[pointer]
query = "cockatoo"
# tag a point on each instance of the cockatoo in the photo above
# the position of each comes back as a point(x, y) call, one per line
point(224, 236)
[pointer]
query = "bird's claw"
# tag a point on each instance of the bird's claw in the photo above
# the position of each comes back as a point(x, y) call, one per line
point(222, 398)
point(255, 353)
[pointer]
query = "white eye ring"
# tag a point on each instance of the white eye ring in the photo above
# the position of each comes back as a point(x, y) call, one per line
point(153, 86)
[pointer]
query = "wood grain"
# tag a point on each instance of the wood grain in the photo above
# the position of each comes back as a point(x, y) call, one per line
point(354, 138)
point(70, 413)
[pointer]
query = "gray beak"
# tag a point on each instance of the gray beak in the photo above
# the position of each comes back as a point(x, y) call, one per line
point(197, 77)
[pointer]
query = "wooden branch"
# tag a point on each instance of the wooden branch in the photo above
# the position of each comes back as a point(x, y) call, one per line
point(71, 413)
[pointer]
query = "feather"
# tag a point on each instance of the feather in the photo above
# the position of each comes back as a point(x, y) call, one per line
──────────────────────────────
[Task instructions]: Copy all of the entries above word for word, line by line, without changing anything.

[Expected output]:
[pointer]
query = "cockatoo"
# tag a point on each instance of the cockatoo in the photo above
# the position of each comes back as a point(x, y) call, one per line
point(224, 236)
[pointer]
query = "bird's claw"
# tag a point on each instance of the bird's claw in the photo above
# the position of each comes back as a point(x, y) call, one per line
point(222, 398)
point(255, 353)
[pointer]
query = "white eye ring"
# tag a point on each instance of the white eye ring in the photo above
# the position of each comes back as a point(x, y) call, one per line
point(153, 86)
[pointer]
query = "wood grain"
# tag a point on each instance of the wood grain in the photo above
# the position of each comes back as a point(x, y) call, one per line
point(354, 138)
point(70, 413)
[pointer]
query = "gray beak"
# tag a point on each instance of the gray beak in the photo above
# the position of each comes back as a point(x, y) call, one per line
point(197, 77)
[pointer]
query = "wooden branch"
# tag a point on each instance of the wooden branch in the photo above
# the position of each comes back as a point(x, y) call, one per line
point(71, 413)
[pointer]
query = "feather"
# tag a point on each instance of the feather in the photo above
# the position of each comes back as a point(x, y) call, one per line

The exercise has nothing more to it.